▶ [CONSIGNES ÉCRITES]:
A – Énumérez les ambitions affichées par Slim Kabbaj pour sa franchise «Green Village», selon l'extrait qui lui est consacré.
B – Indiquez combien de lignes du jeu de données contiennent la chaîne "grass", en tenant compte de la casse. Donnez uniquement le nombre.

▶ [EXTRAIT CHOISI]:
* * * * * * *

Au Royaume
Le «Monsieur Bio» au parcours atypique
Passé par la fonction publique, l’enseignement, la recherche et le coaching, Slim Kabbaj a sillonné le monde en quête de savoir. Il vient de lancer «Green Village», la première franchise bio au Maroc.

Surfer sur la nouveauté. Dans la fonction publique, la recherche ou les affaires, c’est le credo qui anime Mouslime Mohammed Kabbaj plus connu sous le nom de Slim Kabbaj, alias «Monsieur Bio» pour ses proches et son réseau. Fondateur du premier centre de coaching au Maroc, directeur à la tête de plusieurs organismes publics (Centre royal de la télédétection spatiale et Technopark), professeur universitaire et chercheur de longue date, celui qui est également le patron du réseau marocain de la franchise française La Vie Claire revient – encore une fois – sur les devants de la scène. Pas plus tard que mardi 4 septembre, Slim Kabbaj a officialisé sa rupture avec le géant français du bio pour lancer sa propre franchise «Green Village». Ambitions affichées: augmenter le sourcing local, accélérer la transformation de produits bio en s’alliant à des producteurs locaux, et étoffer le maillage territorial. Un pari osé, comme il en a toujours pris, tout au long de son parcours pour le moins atypique.

* * * * * * *

▶ [JEU DE DONNÉES]:
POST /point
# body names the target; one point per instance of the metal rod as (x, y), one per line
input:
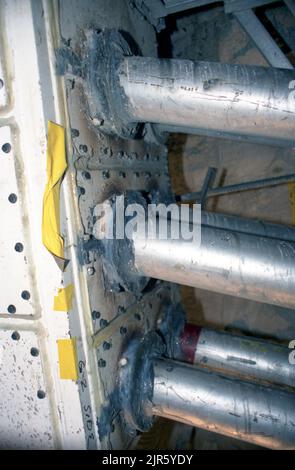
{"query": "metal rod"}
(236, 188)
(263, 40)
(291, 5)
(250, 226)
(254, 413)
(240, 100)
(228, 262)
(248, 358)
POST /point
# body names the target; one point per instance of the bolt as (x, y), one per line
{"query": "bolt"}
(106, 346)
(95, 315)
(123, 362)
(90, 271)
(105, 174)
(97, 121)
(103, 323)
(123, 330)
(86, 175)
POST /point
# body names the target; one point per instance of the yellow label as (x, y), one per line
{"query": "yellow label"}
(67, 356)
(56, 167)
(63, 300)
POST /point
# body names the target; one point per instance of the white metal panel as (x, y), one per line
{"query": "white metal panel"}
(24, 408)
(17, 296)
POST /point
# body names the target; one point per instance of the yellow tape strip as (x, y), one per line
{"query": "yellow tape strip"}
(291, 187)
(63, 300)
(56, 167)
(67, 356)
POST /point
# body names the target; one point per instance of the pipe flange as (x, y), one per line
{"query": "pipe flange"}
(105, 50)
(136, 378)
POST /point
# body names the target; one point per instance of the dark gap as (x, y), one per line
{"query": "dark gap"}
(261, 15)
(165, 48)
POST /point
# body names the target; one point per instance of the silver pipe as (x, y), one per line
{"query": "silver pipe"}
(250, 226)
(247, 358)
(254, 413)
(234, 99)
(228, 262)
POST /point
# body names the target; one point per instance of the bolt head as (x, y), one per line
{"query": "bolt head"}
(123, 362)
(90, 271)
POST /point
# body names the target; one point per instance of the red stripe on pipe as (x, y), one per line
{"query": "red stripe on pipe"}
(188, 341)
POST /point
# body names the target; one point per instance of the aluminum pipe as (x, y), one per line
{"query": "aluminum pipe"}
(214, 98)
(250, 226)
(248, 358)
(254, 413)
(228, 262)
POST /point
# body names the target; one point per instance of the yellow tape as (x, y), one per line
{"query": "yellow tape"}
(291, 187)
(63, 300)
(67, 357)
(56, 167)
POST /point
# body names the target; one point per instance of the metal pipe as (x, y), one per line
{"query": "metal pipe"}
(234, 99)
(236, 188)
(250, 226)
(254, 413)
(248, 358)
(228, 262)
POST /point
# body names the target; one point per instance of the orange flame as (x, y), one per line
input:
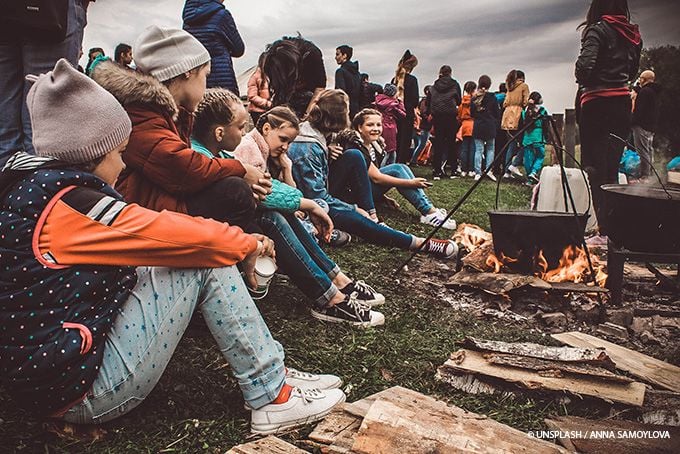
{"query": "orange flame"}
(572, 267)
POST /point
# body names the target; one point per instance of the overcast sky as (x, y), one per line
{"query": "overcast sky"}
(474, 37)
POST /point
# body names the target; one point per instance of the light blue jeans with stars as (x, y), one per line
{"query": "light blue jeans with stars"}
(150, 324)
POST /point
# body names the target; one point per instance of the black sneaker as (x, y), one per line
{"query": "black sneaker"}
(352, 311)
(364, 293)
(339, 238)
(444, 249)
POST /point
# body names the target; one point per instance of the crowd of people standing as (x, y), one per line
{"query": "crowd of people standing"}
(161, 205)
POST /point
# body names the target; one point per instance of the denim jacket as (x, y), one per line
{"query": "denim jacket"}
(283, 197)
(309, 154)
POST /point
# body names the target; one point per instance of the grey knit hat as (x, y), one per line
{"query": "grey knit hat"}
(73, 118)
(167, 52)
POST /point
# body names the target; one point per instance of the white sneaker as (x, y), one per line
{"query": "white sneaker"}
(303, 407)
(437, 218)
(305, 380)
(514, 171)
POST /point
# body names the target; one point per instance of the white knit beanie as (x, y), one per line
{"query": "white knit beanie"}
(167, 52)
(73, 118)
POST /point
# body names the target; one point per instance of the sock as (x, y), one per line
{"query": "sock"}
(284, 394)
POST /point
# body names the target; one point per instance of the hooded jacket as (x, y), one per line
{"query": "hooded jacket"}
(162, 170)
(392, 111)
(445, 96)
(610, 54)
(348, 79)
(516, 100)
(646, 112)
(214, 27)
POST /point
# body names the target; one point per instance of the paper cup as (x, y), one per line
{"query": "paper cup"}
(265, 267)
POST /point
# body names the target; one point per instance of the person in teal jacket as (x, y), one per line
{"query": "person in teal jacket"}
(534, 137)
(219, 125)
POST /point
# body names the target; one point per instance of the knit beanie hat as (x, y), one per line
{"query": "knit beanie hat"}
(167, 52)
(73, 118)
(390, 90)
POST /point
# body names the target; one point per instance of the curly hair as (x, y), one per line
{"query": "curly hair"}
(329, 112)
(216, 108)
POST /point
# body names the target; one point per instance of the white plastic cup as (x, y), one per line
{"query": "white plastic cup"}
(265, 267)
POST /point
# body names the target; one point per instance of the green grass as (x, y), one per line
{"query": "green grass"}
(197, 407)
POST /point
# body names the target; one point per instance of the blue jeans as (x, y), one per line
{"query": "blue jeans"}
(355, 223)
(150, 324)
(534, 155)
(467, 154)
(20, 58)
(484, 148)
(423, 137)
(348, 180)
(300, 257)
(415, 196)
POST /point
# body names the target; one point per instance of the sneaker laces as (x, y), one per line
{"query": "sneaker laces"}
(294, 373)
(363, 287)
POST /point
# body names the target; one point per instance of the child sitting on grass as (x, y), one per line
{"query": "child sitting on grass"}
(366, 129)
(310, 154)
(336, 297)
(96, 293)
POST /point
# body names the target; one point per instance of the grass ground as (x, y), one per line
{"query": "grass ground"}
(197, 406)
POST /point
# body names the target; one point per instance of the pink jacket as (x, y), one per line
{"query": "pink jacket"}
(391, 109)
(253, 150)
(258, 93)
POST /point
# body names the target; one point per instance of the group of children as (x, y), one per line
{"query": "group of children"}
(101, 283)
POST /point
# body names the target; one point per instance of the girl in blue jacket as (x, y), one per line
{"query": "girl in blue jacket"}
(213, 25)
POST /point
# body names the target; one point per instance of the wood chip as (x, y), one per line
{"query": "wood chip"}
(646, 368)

* * * * * * *

▶ [RÉPONSES]:
A –
- Augmenter le sourcing local.
- Accélérer la transformation de produits bio en s'alliant à des producteurs locaux.
- Étoffer le maillage territorial.

B – 6